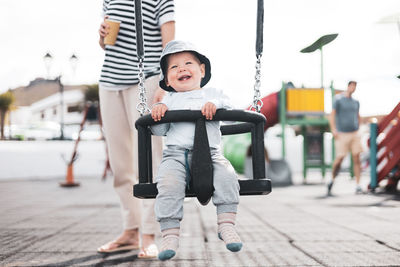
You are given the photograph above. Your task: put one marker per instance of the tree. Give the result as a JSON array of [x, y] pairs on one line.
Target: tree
[[6, 100]]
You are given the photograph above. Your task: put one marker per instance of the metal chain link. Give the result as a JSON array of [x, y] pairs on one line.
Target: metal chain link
[[257, 102], [142, 105]]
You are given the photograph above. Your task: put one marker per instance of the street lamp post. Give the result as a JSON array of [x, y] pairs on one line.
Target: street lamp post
[[322, 41], [73, 61]]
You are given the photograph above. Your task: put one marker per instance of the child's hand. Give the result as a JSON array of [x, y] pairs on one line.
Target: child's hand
[[158, 111], [209, 110]]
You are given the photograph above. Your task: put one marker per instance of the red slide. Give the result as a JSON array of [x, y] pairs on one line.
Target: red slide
[[389, 146]]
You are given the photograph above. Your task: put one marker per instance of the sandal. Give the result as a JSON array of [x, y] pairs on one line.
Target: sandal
[[148, 253], [114, 246]]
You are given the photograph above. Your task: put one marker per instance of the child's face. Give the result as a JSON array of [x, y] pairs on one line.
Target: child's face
[[184, 72]]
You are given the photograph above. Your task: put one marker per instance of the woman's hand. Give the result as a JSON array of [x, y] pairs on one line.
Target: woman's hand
[[103, 31]]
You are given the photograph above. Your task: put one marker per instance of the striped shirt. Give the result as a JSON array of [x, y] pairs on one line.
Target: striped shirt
[[120, 67]]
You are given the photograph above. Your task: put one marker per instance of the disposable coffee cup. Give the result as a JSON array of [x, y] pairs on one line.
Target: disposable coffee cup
[[113, 31]]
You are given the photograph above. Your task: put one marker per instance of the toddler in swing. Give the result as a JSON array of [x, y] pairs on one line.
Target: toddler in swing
[[185, 72]]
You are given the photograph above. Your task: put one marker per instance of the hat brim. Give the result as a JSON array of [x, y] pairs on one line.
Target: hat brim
[[203, 59]]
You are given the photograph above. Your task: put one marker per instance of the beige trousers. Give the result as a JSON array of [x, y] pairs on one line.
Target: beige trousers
[[118, 111]]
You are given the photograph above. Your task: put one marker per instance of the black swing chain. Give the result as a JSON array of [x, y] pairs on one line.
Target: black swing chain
[[257, 102]]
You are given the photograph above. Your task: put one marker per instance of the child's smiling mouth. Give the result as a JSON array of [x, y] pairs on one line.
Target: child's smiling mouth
[[184, 77]]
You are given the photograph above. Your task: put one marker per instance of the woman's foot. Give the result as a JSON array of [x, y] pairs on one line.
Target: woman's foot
[[170, 244], [128, 240]]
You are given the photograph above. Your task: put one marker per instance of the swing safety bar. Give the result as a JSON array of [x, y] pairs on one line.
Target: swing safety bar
[[249, 122]]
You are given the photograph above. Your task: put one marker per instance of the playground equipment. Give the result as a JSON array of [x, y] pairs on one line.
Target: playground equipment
[[304, 107], [202, 178], [237, 148], [384, 145]]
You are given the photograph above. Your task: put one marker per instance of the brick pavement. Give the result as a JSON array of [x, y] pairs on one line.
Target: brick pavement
[[43, 224]]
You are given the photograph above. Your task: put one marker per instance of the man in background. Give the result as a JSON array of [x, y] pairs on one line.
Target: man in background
[[344, 123]]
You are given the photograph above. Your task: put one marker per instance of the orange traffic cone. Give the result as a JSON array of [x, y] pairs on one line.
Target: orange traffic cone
[[69, 179]]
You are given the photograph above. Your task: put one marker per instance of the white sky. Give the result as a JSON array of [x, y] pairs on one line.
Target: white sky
[[365, 50]]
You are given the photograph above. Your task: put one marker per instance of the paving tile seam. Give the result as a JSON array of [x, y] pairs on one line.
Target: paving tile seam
[[45, 213], [289, 239], [51, 235], [383, 243], [379, 203], [203, 229]]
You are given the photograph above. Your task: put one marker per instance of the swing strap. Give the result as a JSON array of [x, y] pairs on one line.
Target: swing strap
[[202, 167], [142, 105]]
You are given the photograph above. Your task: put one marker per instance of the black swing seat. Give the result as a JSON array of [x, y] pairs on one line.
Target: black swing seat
[[201, 162]]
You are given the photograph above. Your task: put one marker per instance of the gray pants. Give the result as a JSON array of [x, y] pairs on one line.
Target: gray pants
[[171, 185]]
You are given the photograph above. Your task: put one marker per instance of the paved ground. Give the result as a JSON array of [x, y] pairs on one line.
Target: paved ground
[[43, 224]]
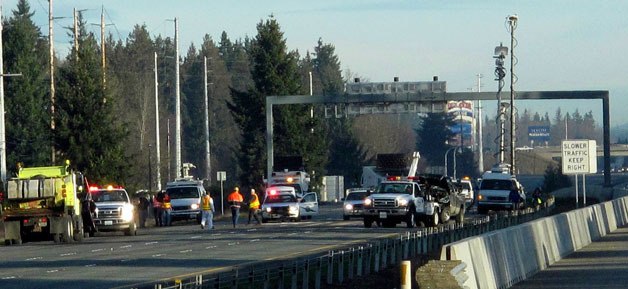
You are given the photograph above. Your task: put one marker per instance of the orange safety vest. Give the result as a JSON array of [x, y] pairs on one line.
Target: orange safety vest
[[255, 202], [167, 204], [206, 203]]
* * *
Put the records into a two-column CSV headed instruction and answer, with one row per record, every field in quotes, and line breaks replaced by spaces. Begin at the line containing "the woman's hand." and end after the line containing "[[103, 31]]".

instruction,answer
"You are given the photograph above. Your task: put one marker per instance of the woman's hand. Give the result as a JSON array of [x, y] pairs on one line. Target: woman's hand","[[103, 31]]"